→ **Set task**
Count the lines of the material below that contain the string "target", treating uppercase and lowercase as different. Give only the number.

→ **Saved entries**
---

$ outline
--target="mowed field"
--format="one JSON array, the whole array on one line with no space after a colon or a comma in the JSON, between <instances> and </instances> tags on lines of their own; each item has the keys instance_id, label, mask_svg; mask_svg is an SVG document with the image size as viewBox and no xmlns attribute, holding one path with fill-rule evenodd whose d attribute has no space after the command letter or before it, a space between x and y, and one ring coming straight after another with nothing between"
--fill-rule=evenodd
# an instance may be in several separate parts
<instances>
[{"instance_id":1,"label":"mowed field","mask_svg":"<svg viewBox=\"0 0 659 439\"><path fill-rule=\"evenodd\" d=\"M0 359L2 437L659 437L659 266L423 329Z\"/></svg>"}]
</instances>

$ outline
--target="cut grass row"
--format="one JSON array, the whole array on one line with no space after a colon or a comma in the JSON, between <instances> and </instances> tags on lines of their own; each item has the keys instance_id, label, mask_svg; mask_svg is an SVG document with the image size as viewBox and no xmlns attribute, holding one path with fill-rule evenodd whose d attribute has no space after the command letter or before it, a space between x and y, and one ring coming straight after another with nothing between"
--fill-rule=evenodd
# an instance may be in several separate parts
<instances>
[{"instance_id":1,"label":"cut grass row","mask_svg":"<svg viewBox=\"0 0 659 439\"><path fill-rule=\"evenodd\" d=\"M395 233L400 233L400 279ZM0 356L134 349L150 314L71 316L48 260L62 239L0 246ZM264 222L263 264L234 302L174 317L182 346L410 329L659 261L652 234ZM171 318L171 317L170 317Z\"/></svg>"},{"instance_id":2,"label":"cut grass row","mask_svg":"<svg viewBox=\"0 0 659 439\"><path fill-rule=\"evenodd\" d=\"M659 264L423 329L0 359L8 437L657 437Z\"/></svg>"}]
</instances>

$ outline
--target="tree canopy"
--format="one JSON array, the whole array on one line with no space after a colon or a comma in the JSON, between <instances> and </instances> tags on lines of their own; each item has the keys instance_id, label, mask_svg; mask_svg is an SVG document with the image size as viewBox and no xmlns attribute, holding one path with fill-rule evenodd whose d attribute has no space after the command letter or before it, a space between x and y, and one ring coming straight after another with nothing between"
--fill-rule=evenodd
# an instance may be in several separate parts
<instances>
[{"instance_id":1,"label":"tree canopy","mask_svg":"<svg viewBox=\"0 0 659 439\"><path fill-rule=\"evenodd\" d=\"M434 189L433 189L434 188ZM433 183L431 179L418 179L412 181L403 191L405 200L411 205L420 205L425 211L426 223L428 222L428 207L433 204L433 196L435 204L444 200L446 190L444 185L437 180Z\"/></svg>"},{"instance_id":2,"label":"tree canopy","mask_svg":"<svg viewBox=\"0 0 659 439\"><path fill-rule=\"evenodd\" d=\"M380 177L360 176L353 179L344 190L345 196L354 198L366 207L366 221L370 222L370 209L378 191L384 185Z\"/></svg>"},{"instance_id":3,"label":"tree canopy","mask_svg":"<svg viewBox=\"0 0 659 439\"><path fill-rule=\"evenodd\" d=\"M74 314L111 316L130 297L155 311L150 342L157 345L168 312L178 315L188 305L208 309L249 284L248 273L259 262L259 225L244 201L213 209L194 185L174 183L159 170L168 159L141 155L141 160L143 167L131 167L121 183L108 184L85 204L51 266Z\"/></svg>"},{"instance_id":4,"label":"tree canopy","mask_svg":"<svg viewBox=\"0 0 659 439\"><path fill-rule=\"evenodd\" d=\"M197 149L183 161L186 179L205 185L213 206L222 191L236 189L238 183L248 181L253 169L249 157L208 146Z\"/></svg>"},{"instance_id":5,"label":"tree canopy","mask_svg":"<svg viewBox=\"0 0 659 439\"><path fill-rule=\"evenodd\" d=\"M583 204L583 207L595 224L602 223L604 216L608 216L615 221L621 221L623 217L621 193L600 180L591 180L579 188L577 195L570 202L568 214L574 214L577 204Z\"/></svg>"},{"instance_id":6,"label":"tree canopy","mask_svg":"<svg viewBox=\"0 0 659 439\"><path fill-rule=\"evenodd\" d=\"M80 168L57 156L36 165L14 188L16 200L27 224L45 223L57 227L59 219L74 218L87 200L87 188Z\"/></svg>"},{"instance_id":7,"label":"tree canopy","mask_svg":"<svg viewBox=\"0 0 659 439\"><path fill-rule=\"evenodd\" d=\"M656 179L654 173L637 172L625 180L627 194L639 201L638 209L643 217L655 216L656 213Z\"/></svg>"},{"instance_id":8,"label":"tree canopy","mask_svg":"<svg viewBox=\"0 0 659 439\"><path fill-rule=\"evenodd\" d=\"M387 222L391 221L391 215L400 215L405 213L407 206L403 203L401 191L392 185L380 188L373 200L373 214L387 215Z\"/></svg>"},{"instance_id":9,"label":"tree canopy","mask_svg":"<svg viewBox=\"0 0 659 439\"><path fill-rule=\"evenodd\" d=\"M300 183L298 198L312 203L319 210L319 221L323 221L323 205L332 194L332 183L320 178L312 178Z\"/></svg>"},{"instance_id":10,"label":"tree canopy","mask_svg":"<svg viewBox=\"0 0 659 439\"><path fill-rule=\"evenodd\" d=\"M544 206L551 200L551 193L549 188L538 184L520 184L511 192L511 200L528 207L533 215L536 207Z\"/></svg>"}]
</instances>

---

→ **Answer to this task**
3